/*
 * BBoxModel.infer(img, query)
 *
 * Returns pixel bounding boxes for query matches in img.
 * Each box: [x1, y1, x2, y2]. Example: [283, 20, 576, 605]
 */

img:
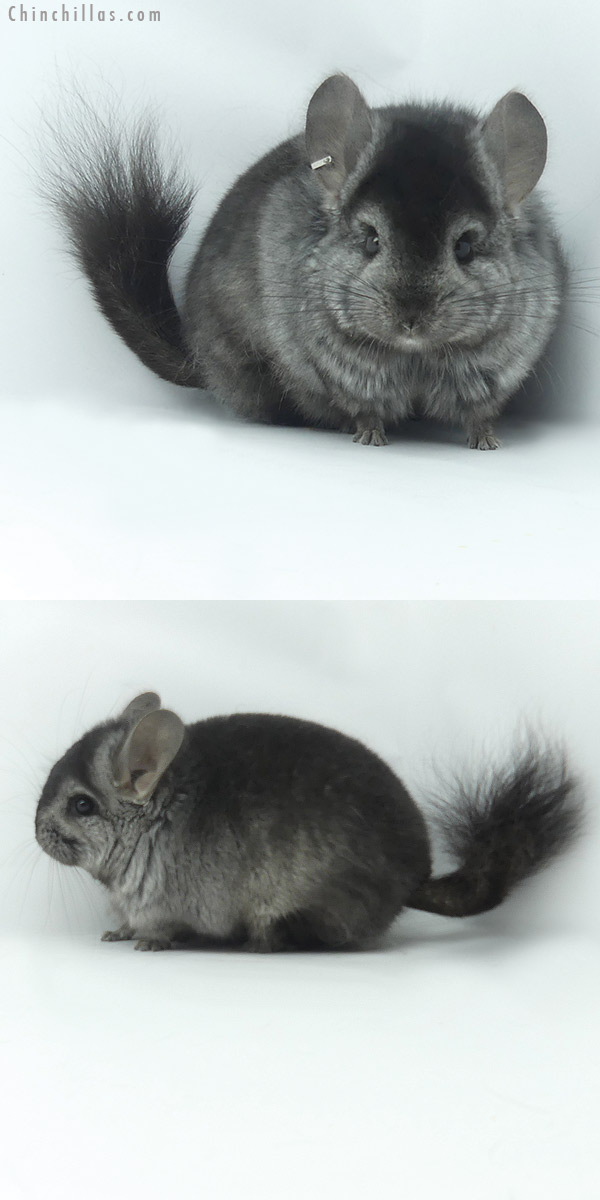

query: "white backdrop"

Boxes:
[0, 600, 600, 1200]
[0, 0, 600, 419]
[0, 9, 600, 1200]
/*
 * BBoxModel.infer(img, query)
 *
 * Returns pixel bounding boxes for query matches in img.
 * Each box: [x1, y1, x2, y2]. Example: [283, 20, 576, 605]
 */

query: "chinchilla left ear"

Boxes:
[121, 691, 161, 724]
[481, 91, 547, 208]
[113, 709, 185, 804]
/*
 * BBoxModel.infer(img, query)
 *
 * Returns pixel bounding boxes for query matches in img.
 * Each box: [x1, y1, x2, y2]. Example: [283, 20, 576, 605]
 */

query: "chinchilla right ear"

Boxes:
[305, 74, 372, 196]
[113, 694, 185, 804]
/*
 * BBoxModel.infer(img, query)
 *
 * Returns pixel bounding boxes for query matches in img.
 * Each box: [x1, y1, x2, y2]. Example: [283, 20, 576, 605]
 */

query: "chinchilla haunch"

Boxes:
[36, 692, 581, 950]
[44, 76, 566, 450]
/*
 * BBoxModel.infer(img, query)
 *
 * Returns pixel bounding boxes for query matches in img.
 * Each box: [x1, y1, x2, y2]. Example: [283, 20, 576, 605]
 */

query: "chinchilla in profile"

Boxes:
[36, 694, 580, 950]
[46, 76, 565, 450]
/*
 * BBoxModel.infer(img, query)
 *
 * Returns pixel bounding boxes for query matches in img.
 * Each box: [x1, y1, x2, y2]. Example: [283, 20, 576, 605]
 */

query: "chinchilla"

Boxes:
[44, 74, 566, 450]
[36, 692, 581, 950]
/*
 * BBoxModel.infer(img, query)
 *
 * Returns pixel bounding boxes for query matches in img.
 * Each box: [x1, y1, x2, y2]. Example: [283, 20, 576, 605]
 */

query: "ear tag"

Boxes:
[311, 154, 334, 170]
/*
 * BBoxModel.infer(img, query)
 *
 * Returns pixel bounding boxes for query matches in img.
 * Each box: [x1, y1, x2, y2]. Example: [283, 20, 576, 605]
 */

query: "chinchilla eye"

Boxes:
[365, 228, 379, 258]
[454, 233, 475, 263]
[70, 793, 98, 817]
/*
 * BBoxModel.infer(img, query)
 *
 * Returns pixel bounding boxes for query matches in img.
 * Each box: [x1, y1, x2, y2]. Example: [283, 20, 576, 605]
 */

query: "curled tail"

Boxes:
[42, 97, 202, 386]
[407, 743, 581, 917]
-- -- --
Short task
Convert every line of the entries above into a numbered list, skipping blank lines and leaving out the pictures.

Answer in full
1. /*
2.  * BBoxModel.infer(img, query)
3.  *
4.  * Returns pixel bounding boxes for query matches in img.
5.  * Each box: [x1, y1, x2, y2]. Example: [283, 20, 576, 605]
6.  */
7. img:
8. query: "white backdrop"
9. Boxes:
10. [0, 600, 600, 1200]
11. [0, 0, 600, 419]
12. [0, 9, 600, 1200]
13. /*
14.  * BBoxModel.infer(img, query)
15.  *
16.  * Returns pixel bounding boxes for query matches in img.
17.  * Each box: [x1, y1, x2, y2]. Example: [283, 20, 576, 605]
18.  */
19. query: "chinchilla left ear"
20. Boxes:
21. [121, 691, 161, 724]
22. [481, 91, 547, 208]
23. [113, 709, 185, 804]
24. /*
25.  * BBoxModel.infer(img, query)
26.  *
27.  * Returns pixel bounding boxes for query matches in img.
28.  * Each box: [x1, y1, x2, y2]. Example: [283, 20, 576, 605]
29.  */
30. query: "chinchilla right ear"
31. Boxes:
32. [305, 74, 372, 196]
33. [113, 694, 185, 804]
34. /*
35.  * BBoxModel.infer(img, query)
36.  *
37.  * Returns pixel bounding boxes for query matches in img.
38.  * Each box: [x1, y1, x2, y2]. Example: [283, 20, 576, 605]
39.  */
40. query: "chinchilla haunch"
41. Boxes:
42. [36, 692, 581, 950]
43. [44, 76, 566, 450]
44. /*
45.  * BBoxModel.infer(img, query)
46.  *
47.  * Returns pixel bounding boxes for query matches in img.
48.  * Each box: [x1, y1, x2, y2]. Example: [283, 20, 576, 605]
49.  */
50. query: "chinchilla in profile"
51. Boxes:
52. [36, 694, 580, 950]
53. [46, 76, 565, 450]
54. /*
55.  * BBoxModel.infer(img, query)
56.  *
57.  * Returns pixel bounding boxes for query matches in img.
58.  * Each box: [x1, y1, x2, y2]. Example: [283, 20, 576, 605]
59.  */
60. query: "chinchilla"
61. Boxes:
62. [44, 74, 566, 450]
63. [36, 692, 581, 950]
64. /*
65.  * BBoxModel.infer(img, query)
66.  *
67.  * Returns pixel bounding boxes for query matches in img.
68.  * Each box: [x1, y1, x2, y2]. Example: [283, 20, 576, 605]
69.  */
70. query: "ear tag"
71. Boxes:
72. [311, 154, 334, 170]
73. /*
74.  * BBoxModel.infer(img, query)
75.  *
76.  * Returns pixel bounding boxes for query matches in img.
77.  * Each box: [x1, y1, x2, y2]. Example: [283, 20, 576, 605]
78.  */
79. query: "chinchilla eye"
80. Boxes:
81. [365, 228, 379, 258]
82. [454, 233, 475, 263]
83. [70, 793, 98, 817]
84. /*
85.  * BBoxModel.infer(img, query)
86.  *
87.  * Returns pixel bounding boxes for query matches in img.
88.  * Each box: [x1, y1, x2, y2]. Example: [283, 20, 576, 605]
89.  */
90. query: "curled tail"
91. Boxes:
92. [42, 97, 202, 386]
93. [407, 743, 581, 917]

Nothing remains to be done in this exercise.